WORK TO COMPLETE -
Write out all the entries word for word and omit any pictures.

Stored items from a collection
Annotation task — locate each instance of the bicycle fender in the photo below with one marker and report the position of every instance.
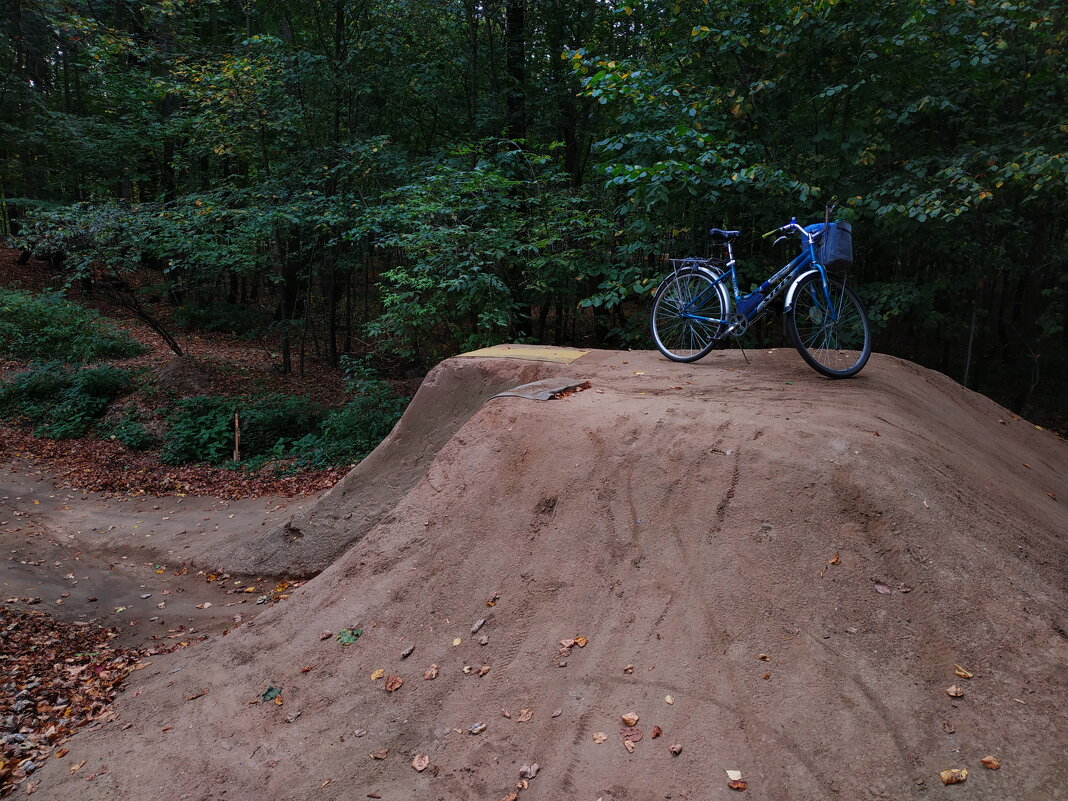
(794, 287)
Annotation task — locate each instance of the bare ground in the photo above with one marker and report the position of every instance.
(864, 537)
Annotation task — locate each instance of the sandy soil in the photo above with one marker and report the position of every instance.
(88, 558)
(798, 564)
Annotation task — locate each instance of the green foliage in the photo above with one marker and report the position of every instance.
(63, 403)
(47, 326)
(131, 433)
(202, 428)
(482, 245)
(246, 322)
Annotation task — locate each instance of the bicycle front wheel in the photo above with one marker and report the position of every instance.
(835, 338)
(689, 314)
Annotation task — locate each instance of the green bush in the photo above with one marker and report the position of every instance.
(202, 428)
(131, 433)
(350, 433)
(239, 320)
(47, 326)
(64, 403)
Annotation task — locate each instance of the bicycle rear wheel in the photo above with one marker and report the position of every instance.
(835, 339)
(688, 314)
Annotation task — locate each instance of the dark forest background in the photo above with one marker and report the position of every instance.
(404, 179)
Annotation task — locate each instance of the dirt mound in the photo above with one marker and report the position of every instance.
(779, 571)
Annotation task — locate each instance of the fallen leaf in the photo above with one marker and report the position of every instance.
(954, 775)
(631, 734)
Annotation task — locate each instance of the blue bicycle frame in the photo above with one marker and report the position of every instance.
(789, 276)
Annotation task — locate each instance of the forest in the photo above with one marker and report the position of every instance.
(379, 184)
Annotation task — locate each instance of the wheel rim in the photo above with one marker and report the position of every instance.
(674, 327)
(834, 336)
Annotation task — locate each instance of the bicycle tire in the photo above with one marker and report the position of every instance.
(838, 345)
(682, 339)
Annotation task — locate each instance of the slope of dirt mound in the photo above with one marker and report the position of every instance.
(778, 571)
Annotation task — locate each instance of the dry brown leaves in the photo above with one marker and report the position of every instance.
(44, 661)
(954, 775)
(105, 466)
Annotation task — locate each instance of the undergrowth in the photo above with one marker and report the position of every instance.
(63, 403)
(47, 326)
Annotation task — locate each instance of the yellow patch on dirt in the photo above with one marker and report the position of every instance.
(529, 352)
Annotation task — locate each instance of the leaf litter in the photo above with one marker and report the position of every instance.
(57, 678)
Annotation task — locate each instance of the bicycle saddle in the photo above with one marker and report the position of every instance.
(719, 236)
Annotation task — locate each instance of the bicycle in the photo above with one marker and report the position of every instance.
(693, 310)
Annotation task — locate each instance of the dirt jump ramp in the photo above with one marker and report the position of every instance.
(778, 574)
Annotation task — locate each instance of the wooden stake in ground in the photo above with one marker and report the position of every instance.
(237, 437)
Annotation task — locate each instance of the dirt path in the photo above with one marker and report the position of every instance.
(778, 571)
(130, 563)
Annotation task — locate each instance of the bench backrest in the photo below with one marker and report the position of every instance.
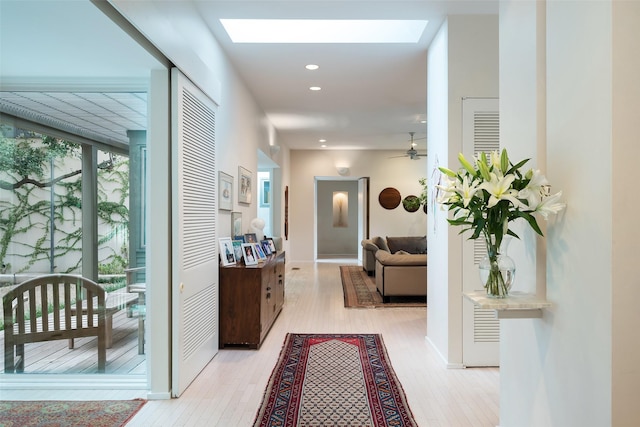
(39, 309)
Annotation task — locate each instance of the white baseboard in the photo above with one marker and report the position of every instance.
(444, 359)
(158, 396)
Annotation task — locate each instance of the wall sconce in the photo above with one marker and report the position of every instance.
(342, 170)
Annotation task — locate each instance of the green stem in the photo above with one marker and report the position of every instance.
(496, 285)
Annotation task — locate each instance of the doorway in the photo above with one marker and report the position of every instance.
(341, 217)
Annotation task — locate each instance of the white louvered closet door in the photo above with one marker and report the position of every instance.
(480, 328)
(194, 246)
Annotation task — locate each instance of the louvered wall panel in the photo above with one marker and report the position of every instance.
(199, 201)
(486, 138)
(201, 316)
(486, 328)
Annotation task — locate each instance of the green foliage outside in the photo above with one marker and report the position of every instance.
(25, 161)
(25, 165)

OUTPUT -
Annotation task — locate each instance of the bicycle fender in the photo below with one marker and report the position of every instance.
(794, 287)
Annotation task — locate each instance of the bare ground in the photo above with one marker and report the position of every instance.
(864, 537)
Annotation task — locate each instance of the sandy soil in the photo above with one marker and report the position of every instance.
(88, 558)
(798, 564)
Annotation task — locate each instance of the green foliage in the photo above with one marker and report the position of every instance.
(63, 403)
(47, 326)
(131, 433)
(202, 428)
(482, 245)
(246, 322)
Annotation task — locate each instance of the bicycle front wheel in the photo above with one marker and report the position of every instance.
(835, 338)
(689, 314)
Annotation task — locate each instance of the green bush in the photo above with one marker and report the position of every instance.
(202, 428)
(131, 433)
(350, 433)
(239, 320)
(47, 326)
(64, 403)
Annotation task — locate each instance of the bicycle rear wheel in the photo above with one marker and report the position of every instance.
(835, 339)
(688, 314)
Annotation task — locate each instance of the dark forest background in the photo above with one marker and report the position of every instance.
(404, 179)
Annotation task — locate each instance of the dirt mound in the photo above with one marker and report the position of every instance.
(779, 571)
Annotation task — locate each instance of the fallen leaf in the photo above with one marker and report the position of every instance.
(954, 775)
(631, 734)
Annotation task — locate each instance of the blue bicycle frame in the photo above with one marker and report the position of every instance.
(789, 276)
Annotation task — locate each instance of the forest in the photo above with one marker and report the position of every instance.
(379, 184)
Annotation task — locate each instance of the wheel rim in the photo above with one marker and report the position of every instance.
(674, 327)
(834, 336)
Annotation task — locate each instance of the bicycle tire in the photo above with one marker and report the position of every instance.
(838, 345)
(682, 339)
Annotation task — locate each instance of the slope of dirt mound in the photo above with one marker and report the position of every instance.
(778, 571)
Annotation task — locate each instance of the dry brown leaves in the photo above with one marker and report the position of every instance.
(44, 661)
(954, 775)
(105, 466)
Annotation task — locate each instance of the undergrowth in the photo above with one marker and report the position of every instance.
(63, 403)
(47, 326)
Annotation task — locate each instance of the yellow patch on dirt in the photo above with one marker and report the position of every instance.
(529, 352)
Annotation task — locate each instance of the leaf litter in the photo above with one marker and report the position of every instance.
(57, 678)
Annotation task — locate each instance of the bicycle saddle in the photo above with one marker and report the position of every instance.
(719, 236)
Annotation task — locate each instance of the bicycle in the photo above with one marker and report the position of every instance.
(693, 310)
Annotation task — locate each instance of the dirt jump ramp in the photo above with one marker and report the position of every instance.
(778, 574)
Annotation task — locate each instance of the wooden stake in ground in the photo above with one marker and report the position of every instance.
(237, 437)
Annotation task — locate each instance of the dirt path in the photo above with one marker and report the position of every instance.
(778, 571)
(130, 563)
Annotation task — locate each instance of the bench backrest in the photo below with one marker and report the position of every instance.
(39, 309)
Annotation task — locate each instance of the white baseboard in the photo above with one marker and report the position of every instance.
(444, 359)
(158, 396)
Annotation task — locate each instance of the wall sconce in the photo above with one marker and report the position of every instance.
(342, 170)
Annotation task — locate each instance of the green stem in the photo above with one marker and report the position of every instance.
(496, 285)
Annotation task — locate each instance of the doorway in the photo above with one marker and report the position of every instance.
(341, 217)
Annotation task — locate each instance of the white louvered closet door in the photo above with one marker and report the position of every instance.
(480, 328)
(194, 246)
Annotation task — locate each instance of the louvered wall panel in the photo above with one marker and report the position of every instance.
(199, 201)
(486, 138)
(201, 316)
(486, 328)
Annotation task — locate each instance of the green foliage outside in the photo above with one marker and report the position of every instance.
(25, 161)
(25, 165)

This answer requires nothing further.